TASK STATEMENT >> Which lines below contain the string "grass"? Copy each one in full, treating uppercase and lowercase as different.

RECORD EXCERPTS >>

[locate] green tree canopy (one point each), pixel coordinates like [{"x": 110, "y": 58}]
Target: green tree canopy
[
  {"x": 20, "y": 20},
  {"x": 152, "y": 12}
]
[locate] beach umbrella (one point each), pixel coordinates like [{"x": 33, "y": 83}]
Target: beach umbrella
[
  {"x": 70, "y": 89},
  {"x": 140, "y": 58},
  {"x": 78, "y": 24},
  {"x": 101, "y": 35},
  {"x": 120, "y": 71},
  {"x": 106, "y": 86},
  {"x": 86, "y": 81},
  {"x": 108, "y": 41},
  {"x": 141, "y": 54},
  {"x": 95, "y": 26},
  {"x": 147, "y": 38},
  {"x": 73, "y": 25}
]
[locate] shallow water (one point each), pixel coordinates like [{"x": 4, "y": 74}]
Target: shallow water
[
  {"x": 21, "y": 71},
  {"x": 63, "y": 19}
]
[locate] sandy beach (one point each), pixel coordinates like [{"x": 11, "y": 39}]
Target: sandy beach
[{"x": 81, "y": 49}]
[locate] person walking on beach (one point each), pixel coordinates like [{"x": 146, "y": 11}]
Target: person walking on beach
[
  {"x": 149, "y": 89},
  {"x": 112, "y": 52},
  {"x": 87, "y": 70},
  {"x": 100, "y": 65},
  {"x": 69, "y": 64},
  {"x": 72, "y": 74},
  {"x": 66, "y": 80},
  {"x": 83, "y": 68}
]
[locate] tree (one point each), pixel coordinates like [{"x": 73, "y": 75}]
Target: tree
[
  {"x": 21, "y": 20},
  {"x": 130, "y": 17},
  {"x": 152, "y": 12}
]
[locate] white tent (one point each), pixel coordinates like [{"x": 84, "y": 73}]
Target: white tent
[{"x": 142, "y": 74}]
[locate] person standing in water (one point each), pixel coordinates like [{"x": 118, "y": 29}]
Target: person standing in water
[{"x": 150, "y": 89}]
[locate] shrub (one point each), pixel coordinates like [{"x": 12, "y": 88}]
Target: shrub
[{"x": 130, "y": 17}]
==
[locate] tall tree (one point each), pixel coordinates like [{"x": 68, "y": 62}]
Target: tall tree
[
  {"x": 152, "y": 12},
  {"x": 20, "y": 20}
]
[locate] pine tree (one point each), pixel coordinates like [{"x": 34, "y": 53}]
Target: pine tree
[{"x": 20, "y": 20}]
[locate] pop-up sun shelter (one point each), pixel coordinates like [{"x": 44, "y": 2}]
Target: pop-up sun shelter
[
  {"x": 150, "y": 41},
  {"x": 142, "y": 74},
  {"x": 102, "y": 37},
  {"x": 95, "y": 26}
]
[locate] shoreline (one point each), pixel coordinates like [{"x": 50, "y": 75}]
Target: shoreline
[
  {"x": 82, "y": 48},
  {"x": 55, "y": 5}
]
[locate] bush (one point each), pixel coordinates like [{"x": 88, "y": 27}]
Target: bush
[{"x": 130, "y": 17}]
---
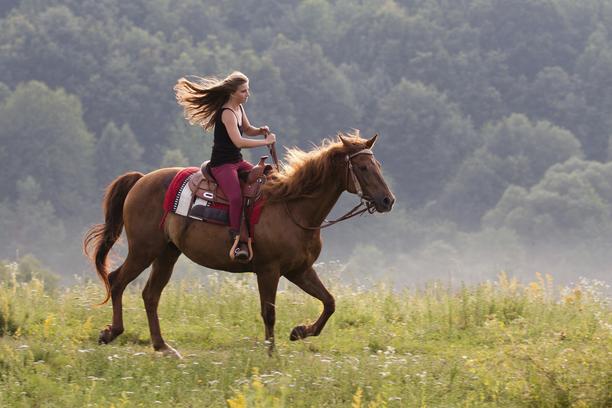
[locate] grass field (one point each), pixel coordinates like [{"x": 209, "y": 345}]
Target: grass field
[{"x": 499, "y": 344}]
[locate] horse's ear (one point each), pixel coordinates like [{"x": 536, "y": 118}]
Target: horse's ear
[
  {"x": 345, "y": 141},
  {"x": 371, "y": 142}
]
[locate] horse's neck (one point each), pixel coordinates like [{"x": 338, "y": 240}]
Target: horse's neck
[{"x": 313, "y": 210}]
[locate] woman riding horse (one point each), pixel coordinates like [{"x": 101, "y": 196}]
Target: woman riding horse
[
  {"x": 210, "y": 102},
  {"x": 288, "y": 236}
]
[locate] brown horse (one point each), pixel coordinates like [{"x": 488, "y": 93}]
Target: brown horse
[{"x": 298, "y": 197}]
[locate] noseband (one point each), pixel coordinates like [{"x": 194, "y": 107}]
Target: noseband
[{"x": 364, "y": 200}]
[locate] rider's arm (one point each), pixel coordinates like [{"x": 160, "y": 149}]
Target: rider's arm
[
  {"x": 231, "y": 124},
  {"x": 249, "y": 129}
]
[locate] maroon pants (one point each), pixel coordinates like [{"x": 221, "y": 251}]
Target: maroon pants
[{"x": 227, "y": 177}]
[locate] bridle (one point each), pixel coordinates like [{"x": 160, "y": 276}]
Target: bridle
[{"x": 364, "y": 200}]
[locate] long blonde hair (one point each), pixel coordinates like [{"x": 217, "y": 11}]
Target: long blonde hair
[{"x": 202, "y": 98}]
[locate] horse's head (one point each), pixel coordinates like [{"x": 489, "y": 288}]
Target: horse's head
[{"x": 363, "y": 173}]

OUTPUT FOR THIS EXERCISE >>
[locate] grass field (one point each), pixel coordinates like [{"x": 209, "y": 345}]
Target: grass field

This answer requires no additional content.